**EXCERPTED PASSAGE:**
I’ve just enjoyed reading the deconstruction of Medtronic’s Symplicity situation, as described by healthcare marketing consultant, S2N Health. You can find the piece here, and interesting it certainly is. What author Amy Siegel points out is that Medtronic’s acquisition of Ardian technologies, for a now-unlikely-sounding $800M, was predicated on the successful CE marking of its Symplicity renal denervation (RDN…Ardian…geddit?) catheter .
Now, obviously it’s not “that” simple, but in some ways you can see how this stuff happens. Amy details Ardian’s original $65 million equity being invested in gaining the CE mark, an exercise that was no doubt dominated by various clinical studies, culminating in Symplicity HTN-2 which included 52 patients in the active treatment arm. Since CE marking and Australian TGA approval and nods from countries that accept either of the above, some 5000 patients have been treated with a therapeutic approach that one randomised sham controlled study now suggests confers comparatively little meaningful benefit…or at least not enough to meet its study endpoint of what is believed to be roughly a greater than ten point reduction in blood pressure in folk with a seriously high starting point.
So, backing up, we have Medtronic shelling out $800 million for a company that has a CE mark and some non-randomised studies. And they weren’t alone. The queue to buy technologies that had a nicely protected bit of intellectual property about them was populated by all the main players. It’s been a feeding frenzy of emperor’s new clothes proportion, and now the dam is leaking and some of these big players are seeking to hold back the waters with claims that one study of one technology shouldn’t be seen as representative of a failure of the entire therapy just yet. One of the big boys, Covidien, has jumped ship early with the announcement that it is pulling its OneShot program. While the company isn’t pointing directly at HTN-3, that’s almost certainly helped make its mind up.

**THE PROBLEM:** Based on the post on Medtronic's Symplicity acquisition, say yes or no to each statement and quote the deciding words. 1. Medtronic paid $800 million for a company with a CE mark and some non-randomised studies. 2. Ardian's original equity was $80 million. 3. Covidien is continuing its OneShot program. The records have no connection to the post on Medtronic's Symplicity acquisition.

**DATA TO EXAMINE:**
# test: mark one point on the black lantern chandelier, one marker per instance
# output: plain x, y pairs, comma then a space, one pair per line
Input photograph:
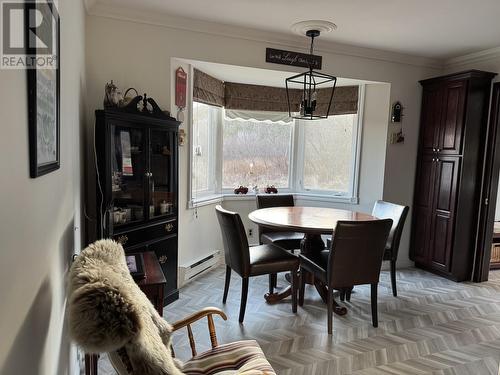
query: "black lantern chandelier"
310, 94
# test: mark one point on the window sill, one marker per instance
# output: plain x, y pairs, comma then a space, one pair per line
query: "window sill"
302, 196
205, 201
219, 198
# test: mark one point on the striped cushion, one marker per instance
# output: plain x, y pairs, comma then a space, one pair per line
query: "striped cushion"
240, 357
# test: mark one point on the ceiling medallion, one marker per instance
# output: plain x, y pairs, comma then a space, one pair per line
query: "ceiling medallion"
310, 94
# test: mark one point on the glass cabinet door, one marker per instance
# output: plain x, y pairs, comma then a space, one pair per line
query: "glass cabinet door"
128, 170
162, 190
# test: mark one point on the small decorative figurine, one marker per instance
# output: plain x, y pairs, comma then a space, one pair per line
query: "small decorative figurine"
270, 189
112, 96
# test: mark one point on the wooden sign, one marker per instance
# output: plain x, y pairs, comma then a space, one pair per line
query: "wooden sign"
180, 88
278, 56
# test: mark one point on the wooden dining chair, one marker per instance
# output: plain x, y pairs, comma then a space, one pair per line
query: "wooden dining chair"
354, 259
398, 214
285, 239
252, 261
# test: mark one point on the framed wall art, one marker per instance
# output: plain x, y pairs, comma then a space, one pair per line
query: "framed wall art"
43, 50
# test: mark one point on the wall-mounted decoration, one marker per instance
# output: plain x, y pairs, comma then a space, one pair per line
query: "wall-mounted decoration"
180, 88
303, 60
182, 137
397, 112
43, 97
397, 135
112, 95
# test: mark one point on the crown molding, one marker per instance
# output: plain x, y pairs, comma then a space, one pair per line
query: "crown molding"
474, 58
229, 31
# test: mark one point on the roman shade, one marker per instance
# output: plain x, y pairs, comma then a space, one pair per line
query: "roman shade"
207, 89
240, 96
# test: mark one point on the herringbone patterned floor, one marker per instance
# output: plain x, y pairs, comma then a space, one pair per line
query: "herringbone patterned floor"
434, 326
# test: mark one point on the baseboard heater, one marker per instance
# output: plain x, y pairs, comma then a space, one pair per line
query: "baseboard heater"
189, 272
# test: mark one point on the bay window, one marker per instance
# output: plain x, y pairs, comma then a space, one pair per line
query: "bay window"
256, 148
256, 152
204, 150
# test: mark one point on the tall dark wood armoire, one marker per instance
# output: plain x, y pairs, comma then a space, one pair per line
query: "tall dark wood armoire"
137, 187
453, 131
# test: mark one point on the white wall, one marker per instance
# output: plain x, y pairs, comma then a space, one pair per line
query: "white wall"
40, 218
139, 55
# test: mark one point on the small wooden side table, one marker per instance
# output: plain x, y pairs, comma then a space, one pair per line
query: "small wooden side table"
152, 285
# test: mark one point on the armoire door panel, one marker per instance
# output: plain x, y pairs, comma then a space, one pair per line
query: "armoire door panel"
446, 179
425, 181
452, 118
421, 233
431, 119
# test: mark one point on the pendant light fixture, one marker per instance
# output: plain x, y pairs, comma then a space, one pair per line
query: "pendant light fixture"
310, 94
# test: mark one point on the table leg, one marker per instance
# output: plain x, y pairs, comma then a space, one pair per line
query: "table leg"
310, 243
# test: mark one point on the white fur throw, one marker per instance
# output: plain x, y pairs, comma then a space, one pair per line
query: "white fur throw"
107, 312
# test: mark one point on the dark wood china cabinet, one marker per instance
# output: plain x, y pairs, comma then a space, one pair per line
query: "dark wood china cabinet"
453, 131
137, 157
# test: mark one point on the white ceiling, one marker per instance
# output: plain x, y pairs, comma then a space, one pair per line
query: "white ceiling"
255, 76
438, 29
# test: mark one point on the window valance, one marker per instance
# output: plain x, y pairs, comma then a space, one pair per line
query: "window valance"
207, 89
245, 97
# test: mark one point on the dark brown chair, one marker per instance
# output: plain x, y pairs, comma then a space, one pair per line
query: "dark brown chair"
354, 259
252, 261
398, 214
284, 239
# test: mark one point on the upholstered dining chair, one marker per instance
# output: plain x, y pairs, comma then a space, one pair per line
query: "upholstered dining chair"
108, 313
251, 261
398, 214
355, 258
284, 239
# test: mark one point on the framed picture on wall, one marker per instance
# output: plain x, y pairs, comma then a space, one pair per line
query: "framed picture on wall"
43, 50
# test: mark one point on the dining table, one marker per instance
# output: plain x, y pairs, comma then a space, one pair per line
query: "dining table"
313, 222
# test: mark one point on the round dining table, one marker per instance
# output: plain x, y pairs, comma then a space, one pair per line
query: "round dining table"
313, 222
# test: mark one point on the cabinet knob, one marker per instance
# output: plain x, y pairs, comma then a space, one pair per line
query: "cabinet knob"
122, 239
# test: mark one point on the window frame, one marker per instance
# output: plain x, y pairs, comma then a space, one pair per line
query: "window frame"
291, 180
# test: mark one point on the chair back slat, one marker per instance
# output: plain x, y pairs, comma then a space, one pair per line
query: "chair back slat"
273, 200
192, 344
211, 330
398, 214
357, 250
234, 239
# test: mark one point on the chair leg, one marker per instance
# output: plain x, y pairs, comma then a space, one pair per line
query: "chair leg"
348, 293
295, 284
226, 285
374, 305
393, 278
302, 286
273, 280
244, 295
329, 303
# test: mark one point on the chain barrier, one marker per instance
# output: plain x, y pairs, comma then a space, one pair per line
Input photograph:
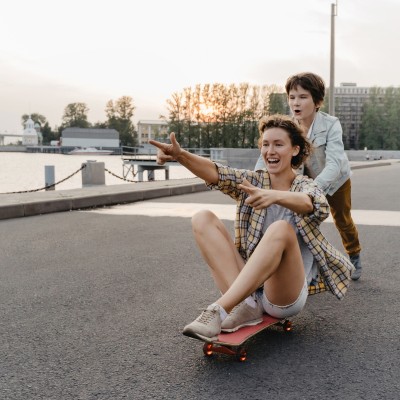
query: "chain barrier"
49, 186
74, 173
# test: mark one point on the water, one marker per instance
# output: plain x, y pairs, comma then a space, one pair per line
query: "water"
25, 171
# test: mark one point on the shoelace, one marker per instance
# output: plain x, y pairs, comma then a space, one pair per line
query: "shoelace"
206, 316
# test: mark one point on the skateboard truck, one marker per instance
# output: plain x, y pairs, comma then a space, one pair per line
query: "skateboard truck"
233, 343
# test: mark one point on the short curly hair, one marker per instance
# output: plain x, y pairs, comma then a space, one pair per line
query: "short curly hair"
310, 82
294, 132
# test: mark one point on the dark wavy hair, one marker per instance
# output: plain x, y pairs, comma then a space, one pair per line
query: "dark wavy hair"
294, 132
310, 82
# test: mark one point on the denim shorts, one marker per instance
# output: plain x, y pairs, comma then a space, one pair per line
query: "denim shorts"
289, 310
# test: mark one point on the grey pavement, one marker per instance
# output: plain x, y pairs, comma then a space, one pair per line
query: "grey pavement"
92, 307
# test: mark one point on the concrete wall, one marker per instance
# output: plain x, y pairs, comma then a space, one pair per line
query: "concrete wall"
87, 142
236, 158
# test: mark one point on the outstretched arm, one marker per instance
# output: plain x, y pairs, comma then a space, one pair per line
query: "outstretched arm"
200, 166
258, 198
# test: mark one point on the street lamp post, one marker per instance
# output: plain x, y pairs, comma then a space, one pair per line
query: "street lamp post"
332, 67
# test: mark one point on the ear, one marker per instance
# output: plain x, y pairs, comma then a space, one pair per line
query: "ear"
318, 105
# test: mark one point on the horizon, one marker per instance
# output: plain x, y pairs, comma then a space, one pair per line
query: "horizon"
150, 50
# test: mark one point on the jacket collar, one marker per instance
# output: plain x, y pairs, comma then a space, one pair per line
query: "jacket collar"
319, 125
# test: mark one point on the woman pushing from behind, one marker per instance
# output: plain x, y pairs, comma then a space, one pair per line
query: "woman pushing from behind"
278, 245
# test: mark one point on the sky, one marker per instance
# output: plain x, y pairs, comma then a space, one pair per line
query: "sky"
53, 53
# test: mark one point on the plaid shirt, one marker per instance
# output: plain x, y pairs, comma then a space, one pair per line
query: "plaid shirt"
335, 268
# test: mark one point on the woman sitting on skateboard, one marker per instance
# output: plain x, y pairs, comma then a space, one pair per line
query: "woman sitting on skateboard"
278, 243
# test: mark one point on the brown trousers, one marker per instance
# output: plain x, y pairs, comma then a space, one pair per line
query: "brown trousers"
340, 203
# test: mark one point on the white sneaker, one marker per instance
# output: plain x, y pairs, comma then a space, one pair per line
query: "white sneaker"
243, 315
207, 326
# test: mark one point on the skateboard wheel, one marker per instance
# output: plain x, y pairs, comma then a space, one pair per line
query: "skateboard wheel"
208, 349
287, 326
241, 355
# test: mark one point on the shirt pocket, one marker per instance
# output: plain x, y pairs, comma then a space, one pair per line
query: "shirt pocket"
319, 140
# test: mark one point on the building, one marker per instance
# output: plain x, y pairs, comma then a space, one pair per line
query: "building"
30, 135
151, 129
90, 137
349, 103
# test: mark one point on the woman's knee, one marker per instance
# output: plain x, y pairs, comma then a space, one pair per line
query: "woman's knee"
202, 220
281, 230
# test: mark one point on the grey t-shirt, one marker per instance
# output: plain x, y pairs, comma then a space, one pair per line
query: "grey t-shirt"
277, 213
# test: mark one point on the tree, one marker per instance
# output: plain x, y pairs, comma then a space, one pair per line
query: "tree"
48, 134
219, 115
75, 115
36, 117
120, 114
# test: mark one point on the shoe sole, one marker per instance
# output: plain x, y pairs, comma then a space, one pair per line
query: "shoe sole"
249, 323
195, 335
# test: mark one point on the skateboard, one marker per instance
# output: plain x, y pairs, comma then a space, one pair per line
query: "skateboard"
233, 343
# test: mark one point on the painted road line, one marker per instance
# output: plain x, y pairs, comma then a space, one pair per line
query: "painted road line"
227, 212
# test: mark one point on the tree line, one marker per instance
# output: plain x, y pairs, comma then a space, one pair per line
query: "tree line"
219, 115
119, 115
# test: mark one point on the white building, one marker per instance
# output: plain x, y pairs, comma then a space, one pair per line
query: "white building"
90, 137
152, 129
30, 135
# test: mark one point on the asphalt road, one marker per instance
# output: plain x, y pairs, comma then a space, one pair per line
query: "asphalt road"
92, 307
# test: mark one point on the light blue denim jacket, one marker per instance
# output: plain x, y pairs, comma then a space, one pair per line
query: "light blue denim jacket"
328, 160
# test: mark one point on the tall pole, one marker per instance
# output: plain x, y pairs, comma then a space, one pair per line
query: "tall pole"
332, 68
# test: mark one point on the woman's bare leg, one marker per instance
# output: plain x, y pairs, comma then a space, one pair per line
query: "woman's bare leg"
276, 263
217, 248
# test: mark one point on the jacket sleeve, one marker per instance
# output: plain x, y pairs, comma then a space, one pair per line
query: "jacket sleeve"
260, 164
335, 157
320, 204
229, 179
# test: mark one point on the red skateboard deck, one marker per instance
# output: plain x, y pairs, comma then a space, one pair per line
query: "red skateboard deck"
232, 343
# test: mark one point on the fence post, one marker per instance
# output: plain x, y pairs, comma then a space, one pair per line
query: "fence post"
49, 177
93, 173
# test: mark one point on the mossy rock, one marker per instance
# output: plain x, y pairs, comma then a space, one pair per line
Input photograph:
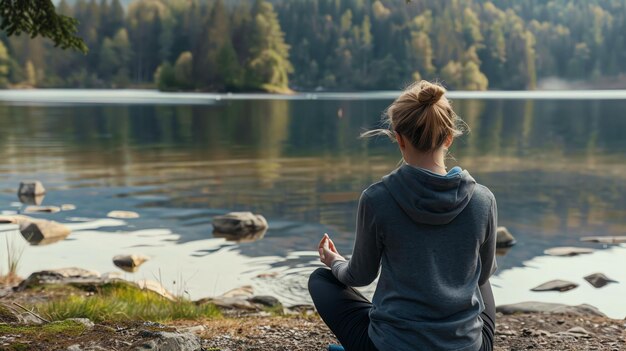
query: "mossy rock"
7, 316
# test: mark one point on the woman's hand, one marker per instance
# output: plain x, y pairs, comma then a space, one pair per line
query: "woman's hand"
328, 251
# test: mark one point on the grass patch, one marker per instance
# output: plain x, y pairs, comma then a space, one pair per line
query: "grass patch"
56, 329
13, 256
122, 301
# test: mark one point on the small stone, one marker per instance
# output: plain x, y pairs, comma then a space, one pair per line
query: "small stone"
155, 287
31, 188
568, 251
7, 315
267, 275
239, 223
43, 232
245, 291
605, 239
42, 209
555, 285
599, 280
504, 238
580, 331
123, 214
130, 263
84, 321
546, 307
197, 329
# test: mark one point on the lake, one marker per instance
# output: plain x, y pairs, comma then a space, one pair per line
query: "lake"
555, 161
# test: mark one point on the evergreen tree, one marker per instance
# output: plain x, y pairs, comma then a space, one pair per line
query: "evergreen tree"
5, 64
269, 65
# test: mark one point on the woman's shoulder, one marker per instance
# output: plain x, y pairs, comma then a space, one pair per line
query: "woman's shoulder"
375, 193
483, 195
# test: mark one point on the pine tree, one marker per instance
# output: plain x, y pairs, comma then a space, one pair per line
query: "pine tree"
269, 65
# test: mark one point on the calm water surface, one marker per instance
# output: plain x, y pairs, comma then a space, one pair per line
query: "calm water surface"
557, 168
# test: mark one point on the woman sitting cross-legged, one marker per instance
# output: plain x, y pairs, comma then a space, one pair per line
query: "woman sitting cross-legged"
431, 233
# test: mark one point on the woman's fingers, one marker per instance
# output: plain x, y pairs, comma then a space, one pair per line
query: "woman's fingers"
332, 246
324, 238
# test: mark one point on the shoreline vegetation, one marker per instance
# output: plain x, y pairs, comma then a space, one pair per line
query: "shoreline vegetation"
80, 313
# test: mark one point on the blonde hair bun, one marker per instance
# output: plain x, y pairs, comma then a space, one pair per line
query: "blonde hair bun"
429, 93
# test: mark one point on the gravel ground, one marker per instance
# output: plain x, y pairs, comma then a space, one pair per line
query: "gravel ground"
299, 333
532, 331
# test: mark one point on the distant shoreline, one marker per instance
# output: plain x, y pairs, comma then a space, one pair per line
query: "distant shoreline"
147, 96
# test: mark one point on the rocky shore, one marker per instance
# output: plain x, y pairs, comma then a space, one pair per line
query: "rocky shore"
248, 322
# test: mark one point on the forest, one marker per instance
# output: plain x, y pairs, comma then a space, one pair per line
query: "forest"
305, 45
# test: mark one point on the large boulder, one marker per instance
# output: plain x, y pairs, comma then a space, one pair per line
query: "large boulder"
237, 299
546, 307
239, 225
568, 251
130, 263
41, 231
504, 238
70, 275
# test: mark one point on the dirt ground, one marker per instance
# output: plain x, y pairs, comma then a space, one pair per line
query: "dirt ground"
514, 332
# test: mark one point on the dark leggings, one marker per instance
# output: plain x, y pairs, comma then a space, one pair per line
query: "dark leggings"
346, 312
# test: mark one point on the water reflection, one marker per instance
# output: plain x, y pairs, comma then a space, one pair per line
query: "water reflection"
557, 169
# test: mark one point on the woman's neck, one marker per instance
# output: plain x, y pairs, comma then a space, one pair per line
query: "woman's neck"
433, 162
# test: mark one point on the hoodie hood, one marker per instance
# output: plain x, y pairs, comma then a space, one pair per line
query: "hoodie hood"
427, 197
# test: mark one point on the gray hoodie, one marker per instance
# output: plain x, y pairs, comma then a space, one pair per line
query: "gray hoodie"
433, 239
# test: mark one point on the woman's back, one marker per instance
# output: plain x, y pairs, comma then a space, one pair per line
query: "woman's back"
435, 233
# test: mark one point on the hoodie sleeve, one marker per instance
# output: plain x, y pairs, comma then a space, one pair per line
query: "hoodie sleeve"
488, 248
363, 266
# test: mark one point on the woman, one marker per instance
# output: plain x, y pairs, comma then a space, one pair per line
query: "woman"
430, 233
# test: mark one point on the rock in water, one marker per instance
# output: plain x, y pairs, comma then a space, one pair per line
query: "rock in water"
555, 285
605, 239
123, 214
129, 263
31, 188
239, 224
265, 300
567, 251
42, 209
68, 207
242, 238
599, 280
31, 192
504, 238
42, 232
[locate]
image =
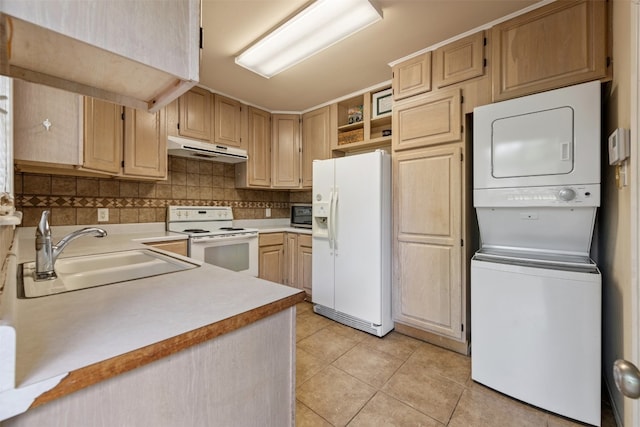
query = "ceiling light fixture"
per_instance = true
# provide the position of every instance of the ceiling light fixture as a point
(322, 24)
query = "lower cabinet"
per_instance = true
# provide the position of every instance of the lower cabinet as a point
(176, 246)
(271, 257)
(286, 258)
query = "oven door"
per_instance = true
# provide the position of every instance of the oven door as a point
(237, 253)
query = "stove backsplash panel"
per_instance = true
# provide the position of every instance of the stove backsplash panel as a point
(75, 200)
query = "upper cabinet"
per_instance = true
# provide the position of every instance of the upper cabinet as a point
(412, 77)
(227, 121)
(256, 172)
(459, 61)
(103, 135)
(136, 54)
(363, 122)
(194, 109)
(145, 144)
(557, 45)
(318, 129)
(285, 148)
(61, 132)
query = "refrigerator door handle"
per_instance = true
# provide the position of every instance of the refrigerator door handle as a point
(334, 219)
(330, 221)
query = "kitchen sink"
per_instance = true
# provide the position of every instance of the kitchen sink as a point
(89, 271)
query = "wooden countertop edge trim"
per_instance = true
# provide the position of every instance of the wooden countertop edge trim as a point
(92, 374)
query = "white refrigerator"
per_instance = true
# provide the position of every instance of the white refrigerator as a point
(351, 235)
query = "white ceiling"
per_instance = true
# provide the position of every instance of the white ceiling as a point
(355, 64)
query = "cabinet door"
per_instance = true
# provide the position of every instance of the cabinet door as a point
(258, 167)
(427, 238)
(316, 141)
(271, 257)
(557, 45)
(145, 144)
(291, 260)
(304, 263)
(285, 143)
(427, 120)
(195, 114)
(227, 121)
(412, 76)
(459, 61)
(103, 133)
(35, 106)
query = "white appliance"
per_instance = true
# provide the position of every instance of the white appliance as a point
(351, 236)
(213, 238)
(535, 293)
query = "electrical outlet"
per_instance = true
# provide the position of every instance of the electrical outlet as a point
(103, 214)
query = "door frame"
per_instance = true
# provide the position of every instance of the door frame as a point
(632, 165)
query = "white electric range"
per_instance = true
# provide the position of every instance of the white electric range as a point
(213, 237)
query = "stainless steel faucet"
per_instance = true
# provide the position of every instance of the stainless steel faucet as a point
(47, 253)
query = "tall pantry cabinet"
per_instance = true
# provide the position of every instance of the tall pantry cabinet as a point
(433, 214)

**PROBLEM SOLUTION:**
1. Yes: "we have Medtronic shelling out $800 million for a company that has a CE mark and some non-randomised studies"
2. No: "Ardian’s original $65 million equity"
3. No: "Covidien, has jumped ship early with the announcement that it is pulling its OneShot program"